WHAT THE TASK ASKS: Find "# Trace the outline of every instance of the number" in the material, then return exactly the line containing it and all lines after it to the end, leaving out pictures.

DATASET EXTRACT:
+++

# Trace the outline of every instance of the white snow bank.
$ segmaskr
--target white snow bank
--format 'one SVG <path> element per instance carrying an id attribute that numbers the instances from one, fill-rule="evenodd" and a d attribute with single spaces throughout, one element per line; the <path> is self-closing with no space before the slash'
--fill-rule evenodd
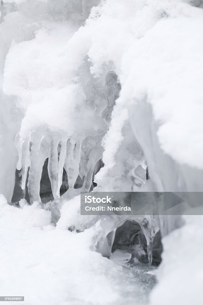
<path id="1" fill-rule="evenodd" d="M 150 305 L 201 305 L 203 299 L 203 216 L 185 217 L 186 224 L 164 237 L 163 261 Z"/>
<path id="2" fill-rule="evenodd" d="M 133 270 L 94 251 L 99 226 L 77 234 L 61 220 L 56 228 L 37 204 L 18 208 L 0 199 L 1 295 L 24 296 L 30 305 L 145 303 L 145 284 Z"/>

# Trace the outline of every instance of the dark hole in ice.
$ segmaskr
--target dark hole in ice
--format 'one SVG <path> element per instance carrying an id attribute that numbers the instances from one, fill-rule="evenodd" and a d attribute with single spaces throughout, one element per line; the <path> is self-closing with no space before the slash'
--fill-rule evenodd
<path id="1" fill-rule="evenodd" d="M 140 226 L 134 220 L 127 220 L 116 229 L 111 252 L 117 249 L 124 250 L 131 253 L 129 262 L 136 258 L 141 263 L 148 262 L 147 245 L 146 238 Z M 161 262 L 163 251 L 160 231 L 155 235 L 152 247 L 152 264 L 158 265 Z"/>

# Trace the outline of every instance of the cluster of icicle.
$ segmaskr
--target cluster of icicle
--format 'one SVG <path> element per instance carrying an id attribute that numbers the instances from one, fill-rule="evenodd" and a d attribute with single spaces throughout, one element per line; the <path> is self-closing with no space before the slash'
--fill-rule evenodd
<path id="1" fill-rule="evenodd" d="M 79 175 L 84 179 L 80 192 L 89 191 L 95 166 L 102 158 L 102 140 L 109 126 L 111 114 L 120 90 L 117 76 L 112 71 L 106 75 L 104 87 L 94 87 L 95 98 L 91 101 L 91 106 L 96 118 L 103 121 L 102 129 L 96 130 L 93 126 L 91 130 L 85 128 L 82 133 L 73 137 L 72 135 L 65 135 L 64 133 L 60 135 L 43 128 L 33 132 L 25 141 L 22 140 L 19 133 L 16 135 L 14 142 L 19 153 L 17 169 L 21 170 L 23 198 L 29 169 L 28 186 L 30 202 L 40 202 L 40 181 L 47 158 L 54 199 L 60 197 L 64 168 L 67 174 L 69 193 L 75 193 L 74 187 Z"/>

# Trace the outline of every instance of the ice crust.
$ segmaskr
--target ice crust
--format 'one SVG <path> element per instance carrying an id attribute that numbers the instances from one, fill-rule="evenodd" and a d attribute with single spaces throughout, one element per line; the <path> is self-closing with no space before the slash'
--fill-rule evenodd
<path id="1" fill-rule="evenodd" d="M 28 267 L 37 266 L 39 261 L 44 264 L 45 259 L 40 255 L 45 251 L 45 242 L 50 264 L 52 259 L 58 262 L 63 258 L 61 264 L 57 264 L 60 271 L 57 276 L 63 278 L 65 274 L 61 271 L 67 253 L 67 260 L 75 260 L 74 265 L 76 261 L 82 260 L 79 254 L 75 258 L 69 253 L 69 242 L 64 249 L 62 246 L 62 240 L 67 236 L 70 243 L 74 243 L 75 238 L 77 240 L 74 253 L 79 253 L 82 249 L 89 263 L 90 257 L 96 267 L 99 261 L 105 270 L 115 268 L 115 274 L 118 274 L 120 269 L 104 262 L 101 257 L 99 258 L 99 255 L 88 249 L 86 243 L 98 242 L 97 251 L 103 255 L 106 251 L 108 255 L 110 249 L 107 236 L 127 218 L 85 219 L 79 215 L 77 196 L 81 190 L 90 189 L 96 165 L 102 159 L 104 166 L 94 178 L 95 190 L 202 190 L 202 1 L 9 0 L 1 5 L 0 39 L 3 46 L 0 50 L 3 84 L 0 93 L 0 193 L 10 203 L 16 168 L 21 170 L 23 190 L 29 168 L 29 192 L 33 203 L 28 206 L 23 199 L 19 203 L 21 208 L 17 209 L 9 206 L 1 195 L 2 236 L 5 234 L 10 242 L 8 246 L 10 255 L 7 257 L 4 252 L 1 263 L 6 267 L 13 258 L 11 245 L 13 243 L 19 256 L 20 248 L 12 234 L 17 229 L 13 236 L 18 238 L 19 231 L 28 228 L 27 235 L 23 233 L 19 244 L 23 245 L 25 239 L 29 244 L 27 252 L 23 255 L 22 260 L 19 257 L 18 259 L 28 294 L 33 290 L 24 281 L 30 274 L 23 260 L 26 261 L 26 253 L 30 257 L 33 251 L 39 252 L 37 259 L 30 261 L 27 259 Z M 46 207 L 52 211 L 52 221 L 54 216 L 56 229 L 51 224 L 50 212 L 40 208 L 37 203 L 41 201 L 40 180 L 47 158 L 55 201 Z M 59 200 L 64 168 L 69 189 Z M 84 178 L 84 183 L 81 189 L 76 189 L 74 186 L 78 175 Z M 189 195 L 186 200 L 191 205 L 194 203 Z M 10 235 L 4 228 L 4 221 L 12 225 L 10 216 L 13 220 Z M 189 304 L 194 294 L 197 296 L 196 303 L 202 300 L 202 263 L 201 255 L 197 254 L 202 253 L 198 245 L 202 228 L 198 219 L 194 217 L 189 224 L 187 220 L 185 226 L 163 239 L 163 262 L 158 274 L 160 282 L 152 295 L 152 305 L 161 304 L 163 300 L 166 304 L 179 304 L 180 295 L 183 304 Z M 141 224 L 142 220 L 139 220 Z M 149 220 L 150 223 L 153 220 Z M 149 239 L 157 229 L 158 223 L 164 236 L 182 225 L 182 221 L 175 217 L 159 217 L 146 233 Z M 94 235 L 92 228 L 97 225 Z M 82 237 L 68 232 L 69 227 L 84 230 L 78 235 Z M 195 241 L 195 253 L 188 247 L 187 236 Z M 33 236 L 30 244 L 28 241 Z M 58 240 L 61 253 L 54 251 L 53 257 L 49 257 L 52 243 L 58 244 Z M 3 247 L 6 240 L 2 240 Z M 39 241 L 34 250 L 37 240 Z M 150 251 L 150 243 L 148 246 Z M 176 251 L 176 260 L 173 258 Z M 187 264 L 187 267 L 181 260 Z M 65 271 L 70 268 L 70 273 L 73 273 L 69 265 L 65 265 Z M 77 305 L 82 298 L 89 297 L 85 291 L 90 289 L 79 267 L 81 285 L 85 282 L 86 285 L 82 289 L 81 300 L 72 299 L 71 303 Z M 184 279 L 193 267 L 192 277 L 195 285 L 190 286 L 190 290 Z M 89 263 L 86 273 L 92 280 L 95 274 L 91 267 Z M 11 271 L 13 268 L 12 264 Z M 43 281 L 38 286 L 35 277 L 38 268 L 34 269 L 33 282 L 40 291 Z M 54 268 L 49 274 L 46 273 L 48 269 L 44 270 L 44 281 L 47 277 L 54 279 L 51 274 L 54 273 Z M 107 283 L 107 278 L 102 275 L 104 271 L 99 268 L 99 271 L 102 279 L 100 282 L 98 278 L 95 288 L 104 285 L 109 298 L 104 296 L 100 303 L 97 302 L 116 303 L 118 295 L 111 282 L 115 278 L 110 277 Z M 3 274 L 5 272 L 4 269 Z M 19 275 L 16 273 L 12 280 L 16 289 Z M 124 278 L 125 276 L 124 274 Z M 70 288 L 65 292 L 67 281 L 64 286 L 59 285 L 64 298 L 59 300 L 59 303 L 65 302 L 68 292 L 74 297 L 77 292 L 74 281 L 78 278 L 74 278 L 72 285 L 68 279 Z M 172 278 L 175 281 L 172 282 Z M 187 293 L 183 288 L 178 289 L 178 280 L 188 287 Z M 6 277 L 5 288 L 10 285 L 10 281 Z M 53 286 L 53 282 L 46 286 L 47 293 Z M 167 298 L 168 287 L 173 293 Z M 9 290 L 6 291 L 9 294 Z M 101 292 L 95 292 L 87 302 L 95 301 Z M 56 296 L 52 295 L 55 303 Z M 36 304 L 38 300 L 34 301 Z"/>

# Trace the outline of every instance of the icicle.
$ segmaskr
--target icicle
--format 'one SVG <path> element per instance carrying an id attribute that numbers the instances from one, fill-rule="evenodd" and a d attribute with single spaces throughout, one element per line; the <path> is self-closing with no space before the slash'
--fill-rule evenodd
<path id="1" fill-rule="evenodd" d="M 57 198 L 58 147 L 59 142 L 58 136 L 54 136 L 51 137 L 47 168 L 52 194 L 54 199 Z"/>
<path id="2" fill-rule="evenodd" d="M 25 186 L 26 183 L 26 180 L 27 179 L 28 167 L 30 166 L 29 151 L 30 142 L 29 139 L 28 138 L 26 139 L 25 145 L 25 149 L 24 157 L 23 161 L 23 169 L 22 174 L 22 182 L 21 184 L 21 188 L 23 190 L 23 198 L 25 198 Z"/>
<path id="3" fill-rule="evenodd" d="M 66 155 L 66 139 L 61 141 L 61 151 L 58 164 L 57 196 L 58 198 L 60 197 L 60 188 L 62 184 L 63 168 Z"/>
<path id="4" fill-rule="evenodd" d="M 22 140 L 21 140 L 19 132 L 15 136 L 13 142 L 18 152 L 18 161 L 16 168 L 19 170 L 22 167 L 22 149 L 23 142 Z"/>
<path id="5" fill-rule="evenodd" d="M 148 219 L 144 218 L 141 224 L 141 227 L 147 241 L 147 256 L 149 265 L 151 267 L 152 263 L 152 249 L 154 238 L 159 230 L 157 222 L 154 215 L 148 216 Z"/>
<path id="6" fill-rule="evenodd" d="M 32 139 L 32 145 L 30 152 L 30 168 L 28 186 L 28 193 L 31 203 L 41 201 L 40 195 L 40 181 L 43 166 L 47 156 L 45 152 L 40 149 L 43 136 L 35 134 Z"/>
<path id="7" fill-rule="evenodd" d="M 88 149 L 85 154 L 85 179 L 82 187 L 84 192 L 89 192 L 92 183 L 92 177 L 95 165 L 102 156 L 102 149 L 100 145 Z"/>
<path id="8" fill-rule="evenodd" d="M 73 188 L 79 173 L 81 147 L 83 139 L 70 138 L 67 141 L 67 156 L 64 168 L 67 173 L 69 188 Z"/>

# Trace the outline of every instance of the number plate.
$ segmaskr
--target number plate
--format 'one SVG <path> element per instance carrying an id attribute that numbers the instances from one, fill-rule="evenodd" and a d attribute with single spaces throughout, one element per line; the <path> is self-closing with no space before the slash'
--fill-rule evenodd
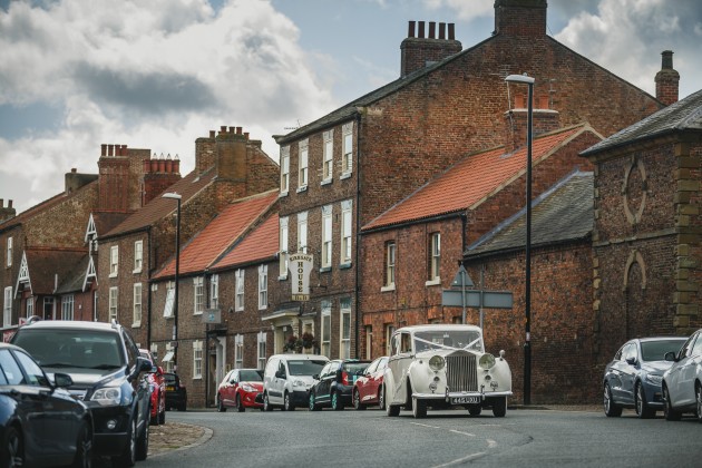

+++

SOLUTION FOR THIS PROBLEM:
# Trace the outline of every instance of the number plate.
$ segmaskr
--target number plate
--format 'one SVG <path> element per instance carrying an id attribute that numbers the instances from one, fill-rule="evenodd" and a d attribute with single spaces throughout, one element per line; the <path> is self-closing with no space before the slash'
--fill-rule evenodd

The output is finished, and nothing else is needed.